▸ **RECORDS PROVIDED**
——

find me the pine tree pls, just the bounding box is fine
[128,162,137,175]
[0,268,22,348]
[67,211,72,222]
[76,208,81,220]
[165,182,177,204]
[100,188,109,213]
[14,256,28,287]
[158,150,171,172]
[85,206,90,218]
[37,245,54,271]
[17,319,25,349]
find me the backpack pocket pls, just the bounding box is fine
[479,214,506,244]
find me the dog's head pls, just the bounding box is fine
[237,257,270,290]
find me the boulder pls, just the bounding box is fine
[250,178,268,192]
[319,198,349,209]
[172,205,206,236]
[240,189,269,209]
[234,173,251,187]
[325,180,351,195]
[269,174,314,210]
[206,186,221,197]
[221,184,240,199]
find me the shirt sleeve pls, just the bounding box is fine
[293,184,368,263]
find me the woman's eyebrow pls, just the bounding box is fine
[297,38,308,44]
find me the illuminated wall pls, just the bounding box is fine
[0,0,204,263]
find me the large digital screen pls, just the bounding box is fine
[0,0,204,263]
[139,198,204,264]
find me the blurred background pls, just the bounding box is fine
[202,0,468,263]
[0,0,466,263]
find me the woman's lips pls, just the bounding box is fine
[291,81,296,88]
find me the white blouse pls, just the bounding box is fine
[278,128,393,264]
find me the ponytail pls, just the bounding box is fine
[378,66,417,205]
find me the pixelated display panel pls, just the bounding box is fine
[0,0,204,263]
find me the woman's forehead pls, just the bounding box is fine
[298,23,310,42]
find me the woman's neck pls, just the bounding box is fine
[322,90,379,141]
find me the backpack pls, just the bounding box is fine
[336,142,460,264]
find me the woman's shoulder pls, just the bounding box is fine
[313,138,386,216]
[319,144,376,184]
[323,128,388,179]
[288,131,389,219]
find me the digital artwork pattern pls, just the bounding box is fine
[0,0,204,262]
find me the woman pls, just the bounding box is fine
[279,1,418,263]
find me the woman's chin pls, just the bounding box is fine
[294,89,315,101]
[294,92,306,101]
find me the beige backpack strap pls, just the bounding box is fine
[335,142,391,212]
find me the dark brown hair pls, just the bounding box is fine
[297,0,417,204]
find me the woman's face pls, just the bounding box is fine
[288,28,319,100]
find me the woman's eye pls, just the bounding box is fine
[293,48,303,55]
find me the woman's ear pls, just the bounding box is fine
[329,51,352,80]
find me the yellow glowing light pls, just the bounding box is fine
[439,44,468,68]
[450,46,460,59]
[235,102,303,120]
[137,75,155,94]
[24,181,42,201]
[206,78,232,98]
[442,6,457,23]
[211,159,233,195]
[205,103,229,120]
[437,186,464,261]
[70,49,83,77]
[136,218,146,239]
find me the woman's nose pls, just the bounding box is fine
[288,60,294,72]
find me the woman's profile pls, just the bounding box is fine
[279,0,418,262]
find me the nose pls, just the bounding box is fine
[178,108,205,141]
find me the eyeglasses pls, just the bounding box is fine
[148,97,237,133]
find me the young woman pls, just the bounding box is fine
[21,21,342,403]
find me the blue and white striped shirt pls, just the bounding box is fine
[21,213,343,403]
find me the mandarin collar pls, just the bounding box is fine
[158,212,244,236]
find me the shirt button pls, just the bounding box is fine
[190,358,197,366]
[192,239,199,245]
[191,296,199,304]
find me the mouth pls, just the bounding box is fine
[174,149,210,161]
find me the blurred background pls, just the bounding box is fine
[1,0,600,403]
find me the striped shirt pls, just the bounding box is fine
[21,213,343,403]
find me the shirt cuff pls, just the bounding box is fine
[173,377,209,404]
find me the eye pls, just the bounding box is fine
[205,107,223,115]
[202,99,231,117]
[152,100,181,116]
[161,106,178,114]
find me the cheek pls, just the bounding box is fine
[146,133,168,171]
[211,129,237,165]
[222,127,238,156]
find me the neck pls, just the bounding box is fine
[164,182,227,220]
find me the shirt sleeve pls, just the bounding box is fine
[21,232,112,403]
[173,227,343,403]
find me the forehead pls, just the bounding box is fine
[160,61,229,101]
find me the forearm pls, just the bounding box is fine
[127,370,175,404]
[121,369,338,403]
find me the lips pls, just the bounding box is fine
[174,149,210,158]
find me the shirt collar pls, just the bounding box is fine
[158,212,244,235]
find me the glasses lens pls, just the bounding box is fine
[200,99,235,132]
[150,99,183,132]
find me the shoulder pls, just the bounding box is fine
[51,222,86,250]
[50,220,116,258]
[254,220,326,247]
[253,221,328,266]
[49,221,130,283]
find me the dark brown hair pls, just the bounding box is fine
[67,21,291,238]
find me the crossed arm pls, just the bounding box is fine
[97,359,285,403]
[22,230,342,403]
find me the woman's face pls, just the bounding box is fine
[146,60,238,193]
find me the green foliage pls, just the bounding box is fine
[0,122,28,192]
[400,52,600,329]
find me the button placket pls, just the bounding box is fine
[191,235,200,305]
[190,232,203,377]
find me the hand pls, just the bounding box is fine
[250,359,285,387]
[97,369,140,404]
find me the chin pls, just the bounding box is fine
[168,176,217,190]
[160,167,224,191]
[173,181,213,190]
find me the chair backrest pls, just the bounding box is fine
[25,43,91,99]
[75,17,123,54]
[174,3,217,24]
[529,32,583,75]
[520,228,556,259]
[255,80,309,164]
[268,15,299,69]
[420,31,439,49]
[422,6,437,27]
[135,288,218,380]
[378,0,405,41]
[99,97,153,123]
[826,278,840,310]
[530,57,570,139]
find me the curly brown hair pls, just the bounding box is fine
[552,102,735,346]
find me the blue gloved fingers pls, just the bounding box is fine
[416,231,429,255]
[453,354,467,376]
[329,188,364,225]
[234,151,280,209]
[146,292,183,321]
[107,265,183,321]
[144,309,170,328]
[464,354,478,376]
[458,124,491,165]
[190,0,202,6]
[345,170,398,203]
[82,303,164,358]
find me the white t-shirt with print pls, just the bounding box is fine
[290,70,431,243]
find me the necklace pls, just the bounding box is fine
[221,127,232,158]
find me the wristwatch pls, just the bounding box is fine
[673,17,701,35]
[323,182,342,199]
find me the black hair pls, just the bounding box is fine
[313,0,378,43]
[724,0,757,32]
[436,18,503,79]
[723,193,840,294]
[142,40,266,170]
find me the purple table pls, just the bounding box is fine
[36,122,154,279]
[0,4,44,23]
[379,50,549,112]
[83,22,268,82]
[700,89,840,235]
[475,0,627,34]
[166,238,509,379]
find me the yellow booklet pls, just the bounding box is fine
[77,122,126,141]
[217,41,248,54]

——

▸ **TASK DESCRIPTION**
Having looked over the entries above, reproduce all of them exactly.

▸ **ANSWER FOR THE TASK**
find me the pine tree pls, just the bounding box is fine
[128,162,137,175]
[0,268,22,348]
[67,211,72,222]
[76,208,81,220]
[165,182,177,204]
[100,188,109,213]
[14,256,28,287]
[158,150,171,172]
[85,206,90,218]
[37,245,54,271]
[17,319,25,349]
find me the backpack pocket pls, just the bounding box is fine
[479,214,506,244]
find me the dog's head pls, just the bounding box is fine
[237,257,270,290]
find me the boulder pls, just the bounding box is fine
[250,178,268,192]
[319,198,349,209]
[172,205,206,236]
[240,189,269,209]
[234,173,251,187]
[325,180,351,195]
[269,174,314,210]
[206,186,221,197]
[221,184,240,199]
find me the shirt sleeve pls, just the bounding box is fine
[293,184,368,263]
find me the woman's eyebrow pls, just the bounding box is fine
[297,38,308,44]
find me the illuminated wall pls, just the bounding box is fine
[0,0,204,263]
find me the large digital screen pls, just the bounding box is fine
[0,0,204,263]
[139,198,204,264]
find me the blurred background pls, just the bounding box is fine
[202,0,468,263]
[0,0,466,263]
find me the woman's lips pls, just the bounding box is fine
[291,81,296,88]
find me the white blouse pls, just the bounding box is fine
[278,128,393,264]
find me the ponytail pls, just the bounding box is fine
[378,66,417,205]
find me the pixelated display panel pls, just the bounding box is fine
[0,0,204,263]
find me the woman's forehead pls, just the bounding box is fine
[298,23,310,42]
find me the woman's neck pls, just the bounding box is fine
[322,90,379,141]
find me the backpack pls, just the bounding box is fine
[336,142,460,264]
find me the woman's shoulder pls, just the bounding box is fine
[313,138,386,216]
[319,144,376,184]
[323,128,388,179]
[288,131,389,219]
find me the digital artwork pattern pls, just the bounding box is fine
[0,0,204,262]
find me the woman pls, just the bounding box is fine
[279,1,418,263]
find me the woman's chin pls, just the bounding box is fine
[294,89,315,101]
[294,92,306,101]
find me the beige backpack strap pls, just the bounding box is fine
[335,142,391,212]
find me the dark brown hair pls, just the bounding box is fine
[297,0,417,204]
find me the woman's face pls, just the bounding box is fine
[288,28,319,100]
find me the woman's eye pls, just the bounding box is fine
[293,48,303,55]
find me the woman's ear pls, just the bounding box is fine
[329,51,352,80]
find me the yellow glowing light pls, just the bounding box is fine
[439,44,468,68]
[450,46,460,59]
[235,102,303,120]
[137,75,155,94]
[24,181,42,201]
[206,78,232,98]
[442,6,457,23]
[211,159,233,195]
[205,103,229,120]
[437,186,464,261]
[70,49,83,77]
[136,218,146,239]
find me the woman's nose pls, just the bounding box is fine
[288,60,294,72]
find me the woman's profile pls, just the bounding box is fine
[279,0,418,262]
find me the nose pls, just the bounding box is fine
[178,108,205,141]
find me the eyeglasses pls, just the bounding box is fine
[148,97,237,133]
find me the young woman pls, just the bounding box is fine
[21,21,342,403]
find me the blue and white striped shirt pls, just the bounding box is fine
[21,213,343,403]
find me the mandarin collar pls, just the bounding box is fine
[158,212,244,236]
find me the shirt button pls, just the bounding box is fine
[190,358,197,366]
[192,239,199,245]
[191,296,199,304]
find me the mouth pls, just the bounding box is fine
[174,149,210,161]
find me the blurred background pls, just the bounding box is fine
[1,0,600,403]
find me the striped shirt pls, just the bounding box is fine
[21,213,343,403]
find me the shirt cuff pls, just the bounding box is fine
[173,377,209,404]
find me the eye pls, just the bounding box is fine
[205,107,223,115]
[202,99,231,117]
[152,100,181,116]
[161,106,178,114]
find me the cheek pls, just the bounding box is fine
[146,133,168,171]
[211,129,237,165]
[222,127,238,156]
find me the neck pls, just the bounding box is fine
[164,182,227,220]
find me the shirt sleeve pls, just the bounding box is fine
[21,232,112,403]
[173,227,343,403]
find me the forehead pls, just the bounding box is fine
[160,61,229,101]
find me the forearm pls, just the bounding box is fine
[127,370,175,404]
[121,369,338,403]
find me the lips pls, just the bounding box is fine
[174,149,210,158]
find me the shirt collar pls, just the bounding box is fine
[158,212,244,235]
find me the glasses lens pls, just the bounding box is fine
[200,99,235,132]
[150,99,183,132]
find me the shoulder pls, just the bounding box is fine
[51,222,86,250]
[50,220,116,258]
[254,220,326,247]
[253,221,328,266]
[49,221,130,283]
find me the dark brown hair pls, just the bounding box is fine
[67,21,291,238]
find me the crossed arm pls, just the bounding box is fine
[97,359,285,403]
[22,230,342,403]
find me the woman's face pls, just the bounding box is fine
[146,60,238,193]
find me the green foliage pls, just the bounding box is fine
[0,122,28,192]
[400,52,600,329]
find me the button placket pls, just the bounding box is fine
[191,235,200,305]
[190,232,203,377]
find me the hand pls, just the bounding box is fine
[250,359,285,387]
[97,369,140,404]
find me the chin pls, just the bounding box is fine
[168,176,217,190]
[160,167,224,191]
[173,181,213,190]
find me the chair backrest pls, just the bounding box is fine
[25,43,91,99]
[75,17,123,54]
[174,3,217,24]
[529,32,583,75]
[520,228,556,259]
[255,80,309,164]
[268,15,299,69]
[420,31,439,49]
[422,6,437,27]
[135,288,218,380]
[378,0,405,41]
[99,97,153,123]
[826,278,840,310]
[530,57,570,139]
find me the curly brown hair pls, just the bounding box is fine
[552,102,735,346]
find me the blue gloved fingers pls, just the bounding box is fine
[416,231,429,255]
[453,354,467,376]
[329,188,364,225]
[234,151,280,209]
[146,292,183,321]
[107,265,183,321]
[144,309,170,328]
[464,354,478,376]
[458,124,491,165]
[190,0,202,6]
[345,170,398,203]
[82,303,164,358]
find me the white t-shirt with print pls, just the bounding box is fine
[290,70,431,243]
find me the necklace pls, just the bounding box is fine
[221,127,232,158]
find me the wristwatch pls, just the bounding box is fine
[673,17,701,35]
[323,182,342,199]
find me the black hair pls, just the bounding box is fine
[313,0,378,43]
[724,0,757,32]
[436,18,503,79]
[723,193,840,294]
[142,40,266,170]
find me the purple table pls, just the bounding box is fine
[36,122,154,279]
[0,4,44,23]
[379,50,549,112]
[83,22,268,82]
[700,89,840,235]
[475,0,627,34]
[166,238,509,379]
find me the yellow booklet pls, just the bounding box is fine
[77,122,126,141]
[217,41,248,54]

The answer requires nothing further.